Increased Importance of Corporate Compliance: A Director’s Perspective

The monitoring of a company’s corporate compliance program has long been viewed as an important part of the directors’ oversight responsibilities. An effective compliance program can reduce many of the company’s greatest risks, reduce the severity of claims and penalties when violations of law occur despite the program, and enhance company performance and profitability.

Conversely, a deficient compliance program can result in increased liabilities, harmful management distractions and negative publicity. In short, a quality corporate compliance program is extremely valuable and important. As a result, directors should consider their oversight of compliance activities to be one of the highest priority items on their agenda.

#### [INFORMATION PROVIDED]
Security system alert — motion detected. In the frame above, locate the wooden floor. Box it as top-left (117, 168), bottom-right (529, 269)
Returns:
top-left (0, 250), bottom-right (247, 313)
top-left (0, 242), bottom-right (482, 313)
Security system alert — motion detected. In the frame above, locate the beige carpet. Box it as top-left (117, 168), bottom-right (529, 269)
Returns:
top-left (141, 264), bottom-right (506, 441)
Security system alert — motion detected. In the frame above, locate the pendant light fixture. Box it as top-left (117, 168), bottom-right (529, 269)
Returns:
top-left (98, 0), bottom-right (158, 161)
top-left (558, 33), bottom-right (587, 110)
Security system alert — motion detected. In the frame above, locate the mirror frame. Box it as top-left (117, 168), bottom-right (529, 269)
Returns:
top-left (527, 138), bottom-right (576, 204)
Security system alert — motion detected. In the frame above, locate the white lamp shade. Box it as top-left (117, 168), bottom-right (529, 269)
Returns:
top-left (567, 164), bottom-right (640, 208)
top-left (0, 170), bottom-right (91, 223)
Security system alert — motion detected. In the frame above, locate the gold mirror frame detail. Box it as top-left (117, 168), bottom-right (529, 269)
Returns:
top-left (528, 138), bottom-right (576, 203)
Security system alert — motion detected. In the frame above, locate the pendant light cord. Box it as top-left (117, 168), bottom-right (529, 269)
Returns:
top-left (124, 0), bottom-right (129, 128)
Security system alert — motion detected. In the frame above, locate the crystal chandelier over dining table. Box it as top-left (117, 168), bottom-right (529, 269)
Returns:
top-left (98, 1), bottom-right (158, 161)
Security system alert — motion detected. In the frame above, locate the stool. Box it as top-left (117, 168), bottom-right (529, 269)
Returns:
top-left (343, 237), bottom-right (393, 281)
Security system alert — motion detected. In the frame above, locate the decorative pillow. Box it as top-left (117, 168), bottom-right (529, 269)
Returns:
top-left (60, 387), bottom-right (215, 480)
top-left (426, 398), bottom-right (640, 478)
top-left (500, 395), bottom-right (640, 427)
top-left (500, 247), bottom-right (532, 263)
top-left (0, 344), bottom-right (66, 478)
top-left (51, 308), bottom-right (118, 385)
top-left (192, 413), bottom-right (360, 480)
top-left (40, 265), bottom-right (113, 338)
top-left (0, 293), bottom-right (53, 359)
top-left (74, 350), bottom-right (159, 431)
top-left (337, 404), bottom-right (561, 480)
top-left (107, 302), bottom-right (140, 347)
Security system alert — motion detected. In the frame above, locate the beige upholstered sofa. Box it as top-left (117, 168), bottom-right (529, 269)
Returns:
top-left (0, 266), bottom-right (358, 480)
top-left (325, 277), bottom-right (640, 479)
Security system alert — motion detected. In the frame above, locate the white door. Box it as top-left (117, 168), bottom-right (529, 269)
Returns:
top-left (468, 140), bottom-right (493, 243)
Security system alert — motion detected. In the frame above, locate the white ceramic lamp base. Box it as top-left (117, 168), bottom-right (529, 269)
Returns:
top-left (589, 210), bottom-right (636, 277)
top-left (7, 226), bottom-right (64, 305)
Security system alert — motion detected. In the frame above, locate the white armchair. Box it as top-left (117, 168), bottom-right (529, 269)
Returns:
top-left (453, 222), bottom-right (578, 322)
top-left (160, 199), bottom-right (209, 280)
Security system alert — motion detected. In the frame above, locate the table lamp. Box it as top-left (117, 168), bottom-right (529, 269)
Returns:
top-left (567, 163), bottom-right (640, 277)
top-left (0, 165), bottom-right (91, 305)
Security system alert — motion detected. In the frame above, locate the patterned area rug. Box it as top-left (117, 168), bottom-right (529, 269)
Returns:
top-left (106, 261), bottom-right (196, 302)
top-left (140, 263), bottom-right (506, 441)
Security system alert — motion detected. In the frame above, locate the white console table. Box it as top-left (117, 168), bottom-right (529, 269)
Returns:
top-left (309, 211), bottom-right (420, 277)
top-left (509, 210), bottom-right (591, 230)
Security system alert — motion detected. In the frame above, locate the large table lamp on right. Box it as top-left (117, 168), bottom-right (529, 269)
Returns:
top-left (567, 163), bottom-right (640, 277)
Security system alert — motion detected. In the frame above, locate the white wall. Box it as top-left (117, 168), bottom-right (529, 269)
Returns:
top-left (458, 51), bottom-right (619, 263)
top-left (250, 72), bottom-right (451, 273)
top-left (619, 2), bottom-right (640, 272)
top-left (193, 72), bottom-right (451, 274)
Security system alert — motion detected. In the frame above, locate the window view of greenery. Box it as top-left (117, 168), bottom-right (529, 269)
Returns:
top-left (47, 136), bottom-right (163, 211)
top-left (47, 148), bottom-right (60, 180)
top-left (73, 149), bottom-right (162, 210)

#### [REQUIRED WORK]
1. In the piece on corporate compliance, what three outcomes can a deficient compliance program lead to?
2. Carry on the piece on corporate compliance from its last sentence.
None of the material is needed here.

#### [FINAL ANSWERS]
1. Increased liabilities, harmful management distractions and negative publicity.

2.
Recent efforts by various regulators heighten even more the importance of compliance efforts within public companies. Most notably, Section 922 of the Dodd-Frank Wall Street Reform and Consumer Protection Act required the SEC to adopt rules for the implementation of a robust whistleblower program which is intended to incentivize company employees and third parties to identify and disclose to the SEC illegal conduct within the company. Those new SEC rules, which became effective in August 2011, allow a whistleblower who voluntarily provides to the SEC original information that leads to the SEC obtaining monetary sanctions exceeding $1 million to recover up to thirty percent (30%) of those sanctions. Although these new rules mildly encourage employees to utilize the company’s internal compliance programs to report wrongdoing, in reality employees are now heavily incentivized to disclose to the SEC illegal company activity without utilizing the company’s internal compliance programs. To the extent these new rules result in the SEC learning of a legal violation before the company identifies, investigates and potentially remediates the violation, companies will likely be forced more often to defend themselves to the SEC, shareholders and the public. An obvious question in that situation will be why the company’s corporate compliance program failed to detect and prevent the illegal conduct, thereby placing even greater scrutiny and pressure on the directors to maintain an effective corporate compliance program.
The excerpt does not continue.